*WRITTEN INSTRUCTION*:
All entries below are to be set down again, identical to the source.

*SOURCE RECORDS*:
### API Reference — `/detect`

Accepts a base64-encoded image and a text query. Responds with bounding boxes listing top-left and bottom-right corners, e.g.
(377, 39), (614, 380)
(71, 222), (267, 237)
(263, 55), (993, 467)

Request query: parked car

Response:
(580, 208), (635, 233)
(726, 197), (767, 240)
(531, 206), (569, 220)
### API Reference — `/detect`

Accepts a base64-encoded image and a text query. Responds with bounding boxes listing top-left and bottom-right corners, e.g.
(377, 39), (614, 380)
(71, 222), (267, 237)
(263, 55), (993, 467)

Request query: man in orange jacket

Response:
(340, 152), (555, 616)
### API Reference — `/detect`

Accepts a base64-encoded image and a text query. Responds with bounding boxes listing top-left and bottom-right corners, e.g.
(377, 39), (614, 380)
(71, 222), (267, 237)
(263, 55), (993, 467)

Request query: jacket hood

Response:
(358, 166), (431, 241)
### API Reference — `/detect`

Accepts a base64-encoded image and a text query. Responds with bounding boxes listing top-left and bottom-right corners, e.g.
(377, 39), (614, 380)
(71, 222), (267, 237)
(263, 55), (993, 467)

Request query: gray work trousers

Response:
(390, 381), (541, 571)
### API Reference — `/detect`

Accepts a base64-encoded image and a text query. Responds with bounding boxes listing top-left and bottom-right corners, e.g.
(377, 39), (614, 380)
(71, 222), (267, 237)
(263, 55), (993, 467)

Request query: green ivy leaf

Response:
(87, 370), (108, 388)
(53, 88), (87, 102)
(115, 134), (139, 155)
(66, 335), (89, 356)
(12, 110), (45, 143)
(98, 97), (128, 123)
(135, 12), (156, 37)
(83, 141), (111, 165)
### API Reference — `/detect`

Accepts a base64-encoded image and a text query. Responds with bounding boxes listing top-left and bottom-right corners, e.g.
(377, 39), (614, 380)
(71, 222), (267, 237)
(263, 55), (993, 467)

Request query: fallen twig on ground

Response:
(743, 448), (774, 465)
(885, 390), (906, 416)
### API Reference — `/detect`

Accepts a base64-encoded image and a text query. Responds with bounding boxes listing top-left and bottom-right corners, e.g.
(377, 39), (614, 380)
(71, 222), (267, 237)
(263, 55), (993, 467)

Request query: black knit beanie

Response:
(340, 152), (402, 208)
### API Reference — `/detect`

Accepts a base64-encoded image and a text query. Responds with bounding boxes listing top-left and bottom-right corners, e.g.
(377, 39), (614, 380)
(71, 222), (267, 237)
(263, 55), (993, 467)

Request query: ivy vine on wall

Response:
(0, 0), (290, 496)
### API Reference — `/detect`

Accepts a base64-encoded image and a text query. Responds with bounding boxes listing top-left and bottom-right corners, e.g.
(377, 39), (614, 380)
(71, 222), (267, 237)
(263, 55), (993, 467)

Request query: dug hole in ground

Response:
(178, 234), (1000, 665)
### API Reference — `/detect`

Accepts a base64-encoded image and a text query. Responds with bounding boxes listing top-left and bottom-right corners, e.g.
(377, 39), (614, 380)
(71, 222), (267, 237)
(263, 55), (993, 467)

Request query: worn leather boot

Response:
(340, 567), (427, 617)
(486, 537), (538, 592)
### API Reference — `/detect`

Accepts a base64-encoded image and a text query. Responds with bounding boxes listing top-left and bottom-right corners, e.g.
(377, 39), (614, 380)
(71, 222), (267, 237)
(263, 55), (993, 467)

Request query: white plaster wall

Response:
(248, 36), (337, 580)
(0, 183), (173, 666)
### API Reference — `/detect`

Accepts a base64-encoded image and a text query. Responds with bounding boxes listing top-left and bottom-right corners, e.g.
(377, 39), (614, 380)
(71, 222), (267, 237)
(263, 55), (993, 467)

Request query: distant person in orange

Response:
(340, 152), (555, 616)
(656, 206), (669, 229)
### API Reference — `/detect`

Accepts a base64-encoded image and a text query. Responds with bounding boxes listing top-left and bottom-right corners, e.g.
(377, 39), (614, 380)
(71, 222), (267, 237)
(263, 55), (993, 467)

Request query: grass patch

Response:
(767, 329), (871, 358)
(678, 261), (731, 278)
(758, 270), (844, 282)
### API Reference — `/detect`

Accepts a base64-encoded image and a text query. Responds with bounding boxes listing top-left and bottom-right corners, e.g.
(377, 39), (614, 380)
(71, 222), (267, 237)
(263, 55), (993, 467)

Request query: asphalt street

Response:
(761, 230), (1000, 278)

*RESULT*:
### API Reference — `/detect`

Accepts a base64-encoded image and a text query. Responds with bounding boxes listing top-left and bottom-right corners, e.g.
(377, 39), (614, 380)
(71, 222), (267, 237)
(263, 55), (993, 467)

Request query: parked car

Response:
(580, 208), (635, 233)
(726, 197), (767, 240)
(531, 206), (569, 220)
### API Reference — `/detect`

Accepts a base64-encoded image and a text query. Responds with bounding boxes listing top-left and bottom-right corners, e.g.
(377, 39), (614, 380)
(71, 222), (267, 237)
(263, 55), (993, 467)

Request query: man in orange jacket

Response:
(340, 152), (555, 616)
### API Reference — `/detect`

Accepts a base64-encoded image and a text query. Responds with bounding boxes listing top-left and bottom-right corners, e.g.
(377, 39), (614, 380)
(71, 222), (267, 237)
(263, 55), (993, 467)

Request query: jacket hood

Response:
(358, 166), (431, 241)
### API Reference — `/detect`

Accepts a base64-encoded image and a text query. Responds with bounding boxes listing top-left and bottom-right corners, e.g.
(377, 39), (614, 380)
(71, 222), (267, 237)
(263, 55), (993, 467)

Request query: gray work trousers

Response:
(390, 381), (541, 571)
### API Reference — `/detect`

Accepts a base64-encoded image and a text query. Responds with bounding boxes listing top-left and bottom-right corners, e.g.
(377, 39), (614, 380)
(71, 222), (267, 237)
(263, 55), (993, 467)

Request query: green ivy leaf

Response:
(87, 370), (108, 388)
(53, 88), (87, 102)
(115, 134), (139, 155)
(66, 335), (89, 356)
(12, 110), (45, 143)
(98, 97), (128, 123)
(135, 12), (156, 37)
(83, 141), (111, 165)
### API Reference — `/detect`

Accepts a base64-encoded image and a text query. Responds with bounding boxes listing top-left and bottom-right corners, e.g.
(377, 39), (614, 380)
(71, 222), (267, 237)
(263, 55), (993, 467)

Request query: fallen twig on ground

Response:
(743, 448), (774, 465)
(885, 390), (906, 416)
### API Reference — `/detect`

Accepts a base64-encoded image and a text query. Responds with bounding boxes listing top-left and bottom-right corners, e.g.
(377, 39), (614, 380)
(71, 222), (267, 237)
(263, 55), (993, 467)

Request query: black knit beanie

Response:
(340, 152), (402, 208)
### API Reference — `/detect`

Accepts a base64-encoded image and a text query. Responds with bounding boxes listing top-left and bottom-right corners, e.g.
(377, 39), (614, 380)
(71, 222), (267, 237)
(263, 55), (993, 467)

Request query: ivy vine on wall

Response:
(0, 0), (290, 496)
### API Reference — `/detect`

Accepts a base64-encoded image and a text query. Responds with bounding boxes listing top-left and bottom-right corners, e.g.
(377, 39), (614, 380)
(71, 222), (267, 237)
(263, 55), (993, 467)

Request query: dug hole in ground

Response:
(178, 234), (1000, 665)
### API Reference — `/detect`

Accepts a base64-encoded image and a text query. Responds with bounding boxes listing top-left and bottom-right corners, e.g.
(377, 39), (614, 380)
(71, 222), (267, 237)
(263, 55), (993, 467)

Request query: worn leather boot

Response:
(340, 567), (427, 617)
(486, 537), (538, 592)
### API Reference — `/detect`

Accepts a base64-encoded image and a text query. Responds with bounding boxes listing top-left and bottom-right corners, e.g.
(377, 39), (614, 380)
(71, 222), (267, 237)
(263, 55), (993, 467)

Request query: white plaster wall

Response:
(248, 36), (337, 580)
(0, 183), (173, 666)
### API Reference — `/detect`

Accepts a base64-encoded image and a text query. Responds with bounding boxes listing top-left and bottom-right corners, e.g.
(377, 39), (614, 380)
(71, 222), (267, 237)
(263, 55), (993, 467)

Request query: distant person in orange

Response:
(340, 152), (555, 616)
(656, 206), (669, 229)
### API Reference — `/detect`

Accepts a base64-encoded image and a text query. Responds with bounding boxes listing top-left and bottom-right corners, e.g.
(377, 39), (614, 380)
(71, 222), (267, 237)
(263, 55), (993, 467)

Request query: grass patch

Response:
(767, 329), (871, 358)
(678, 261), (731, 278)
(758, 270), (844, 282)
### API Reference — `/detect`

Accepts a base64-encoded image and a text query. Responds with bounding boxes listing top-left and bottom-right corners, e.g.
(377, 39), (614, 380)
(71, 222), (267, 237)
(263, 55), (993, 467)

Request query: asphalt street

Response:
(761, 230), (1000, 278)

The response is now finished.